Basile M. Missir (17 July 1843 – 21 April 1929) was a Romanian lawyer and politician.

Early life
Born in Focșani, he came from a prominent Armenian family that included Petru Th. Missir and Basile's nephew Ioan Missir. He enrolled in the law faculty of Iași University in 1860, later earning his degree from the University of Paris. Entering the magistracy, he became a prosecutor in 1869 and chief prosecutor later the same year, at the Ilfov County tribunal in Bucharest. In 1870, he was hired as a prosecutor at the appeals court in the same city. From 1872 to 1874, no longer a magistrate, he was state's attorney at the High Court of Cassation and Justice.

Political activity
After joining the National Liberal Party, he was Prefect of Brăila County from 1877 to 1878. From 1880 to 1889, he was state's attorney for the Bucharest tribunals. In 1896, he entered the dissident drapelist faction, but rejoined the main party in 1899. Meanwhile, he was elected to the Assembly of Deputies in 1897. From February 1901 to July 1902, he was Agriculture and Domains Minister under Dimitrie Sturdza. He initiated a 1902 law regulating labor relations, particularly in small industry. He served as Assembly president from December 1909 to February 1910. Two important laws were adopted during this period: one banned many categories of workers from striking, while another established popular banks. In 1914, he rose to the Senate, where he also served as president from that February until December 1916.
== == ==
Tasks to perform ->
[1] Copy the Basile Missir biography word for word from "Political activity" to "until December 1916.".
[2] Carry on the Basile Missir biography after its last sentence.
The records that come next are separate from the Basile Missir biography.

Dataset items:
== == ==
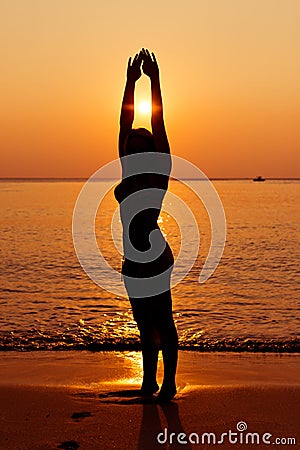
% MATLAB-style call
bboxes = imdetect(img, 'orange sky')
[0,0,300,177]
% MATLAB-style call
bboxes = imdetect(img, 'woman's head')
[125,128,155,155]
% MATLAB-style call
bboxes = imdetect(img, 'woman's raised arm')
[140,48,170,153]
[119,53,142,158]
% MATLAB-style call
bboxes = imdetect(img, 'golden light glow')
[139,101,151,114]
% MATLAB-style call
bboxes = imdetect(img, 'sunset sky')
[0,0,300,177]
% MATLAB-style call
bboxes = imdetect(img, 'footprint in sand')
[71,411,92,422]
[57,441,80,450]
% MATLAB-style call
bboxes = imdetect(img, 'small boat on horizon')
[253,175,266,181]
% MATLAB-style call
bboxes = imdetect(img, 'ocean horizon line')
[0,177,300,182]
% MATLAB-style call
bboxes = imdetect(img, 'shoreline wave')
[0,337,300,353]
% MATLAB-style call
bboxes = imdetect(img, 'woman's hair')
[125,128,155,155]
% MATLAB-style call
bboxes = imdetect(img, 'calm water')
[0,181,300,351]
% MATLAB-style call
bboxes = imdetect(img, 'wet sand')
[0,351,300,450]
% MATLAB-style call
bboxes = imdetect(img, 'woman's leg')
[130,298,160,395]
[156,290,178,401]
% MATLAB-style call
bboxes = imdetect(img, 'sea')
[0,179,300,353]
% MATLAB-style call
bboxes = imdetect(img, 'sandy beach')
[0,351,300,450]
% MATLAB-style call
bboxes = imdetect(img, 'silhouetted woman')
[115,49,178,402]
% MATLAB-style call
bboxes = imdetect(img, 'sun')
[139,101,151,114]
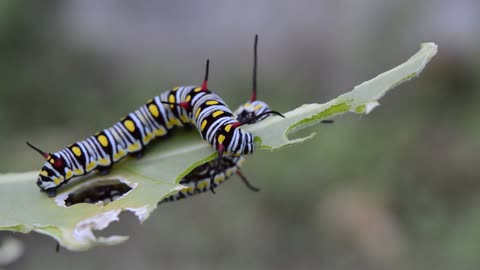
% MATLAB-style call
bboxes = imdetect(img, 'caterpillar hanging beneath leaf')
[27,36,283,197]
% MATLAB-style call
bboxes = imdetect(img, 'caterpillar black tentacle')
[27,34,282,197]
[159,35,272,204]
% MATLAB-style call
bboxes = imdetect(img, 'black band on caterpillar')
[27,34,281,197]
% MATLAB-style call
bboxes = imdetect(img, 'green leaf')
[0,43,437,250]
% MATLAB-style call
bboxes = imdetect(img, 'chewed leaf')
[0,43,437,250]
[246,43,437,150]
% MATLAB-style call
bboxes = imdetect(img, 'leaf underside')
[0,43,437,251]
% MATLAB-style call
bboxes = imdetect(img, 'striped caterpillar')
[159,98,269,203]
[27,36,282,197]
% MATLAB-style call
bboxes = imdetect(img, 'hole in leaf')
[65,179,132,207]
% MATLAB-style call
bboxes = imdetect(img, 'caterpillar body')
[27,36,281,197]
[159,100,270,204]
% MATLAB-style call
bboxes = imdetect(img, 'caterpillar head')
[27,142,65,197]
[215,122,255,156]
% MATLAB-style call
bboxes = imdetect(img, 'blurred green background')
[0,0,480,270]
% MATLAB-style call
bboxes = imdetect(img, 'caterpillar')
[27,36,283,197]
[159,99,269,204]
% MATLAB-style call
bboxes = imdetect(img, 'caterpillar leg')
[46,188,57,198]
[237,170,260,192]
[98,166,112,175]
[130,150,145,160]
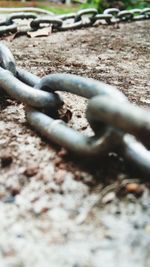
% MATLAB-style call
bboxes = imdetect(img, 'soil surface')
[0,18,150,267]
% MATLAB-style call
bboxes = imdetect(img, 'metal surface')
[0,9,150,175]
[0,8,150,35]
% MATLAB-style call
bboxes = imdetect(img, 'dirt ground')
[0,18,150,267]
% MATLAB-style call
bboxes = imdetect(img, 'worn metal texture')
[0,39,150,175]
[0,8,150,35]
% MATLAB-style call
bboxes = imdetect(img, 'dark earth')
[0,17,150,267]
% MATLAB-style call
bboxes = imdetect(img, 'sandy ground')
[0,18,150,267]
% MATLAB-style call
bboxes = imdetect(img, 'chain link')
[0,6,150,175]
[0,8,150,35]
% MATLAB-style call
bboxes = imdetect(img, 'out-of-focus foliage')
[87,0,150,11]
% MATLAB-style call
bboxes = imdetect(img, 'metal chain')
[0,8,150,35]
[0,9,150,175]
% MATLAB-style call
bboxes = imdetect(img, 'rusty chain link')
[0,8,150,175]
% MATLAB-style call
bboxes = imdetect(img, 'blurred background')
[0,0,150,14]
== == ==
Outputs by task ->
[1]
Political activity
After joining the National Liberal Party, he was Prefect of Brăila County from 1877 to 1878. From 1880 to 1889, he was state's attorney for the Bucharest tribunals. In 1896, he entered the dissident drapelist faction, but rejoined the main party in 1899. Meanwhile, he was elected to the Assembly of Deputies in 1897. From February 1901 to July 1902, he was Agriculture and Domains Minister under Dimitrie Sturdza. He initiated a 1902 law regulating labor relations, particularly in small industry. He served as Assembly president from December 1909 to February 1910. Two important laws were adopted during this period: one banned many categories of workers from striking, while another established popular banks. In 1914, he rose to the Senate, where he also served as president from that February until December 1916.

[2]
Family
His wife came from the boyar Vrăbiescu family; the couple's daughter Julietta married Scarlat Cantacuzino in 1912.

Notes

1843 births
1929 deaths
People from Focșani
Romanian people of Armenian descent
University of Paris alumni
19th-century Romanian lawyers
Romanian prosecutors
Members of the Chamber of Deputies (Romania)
Presidents of the Chamber of Deputies (Romania)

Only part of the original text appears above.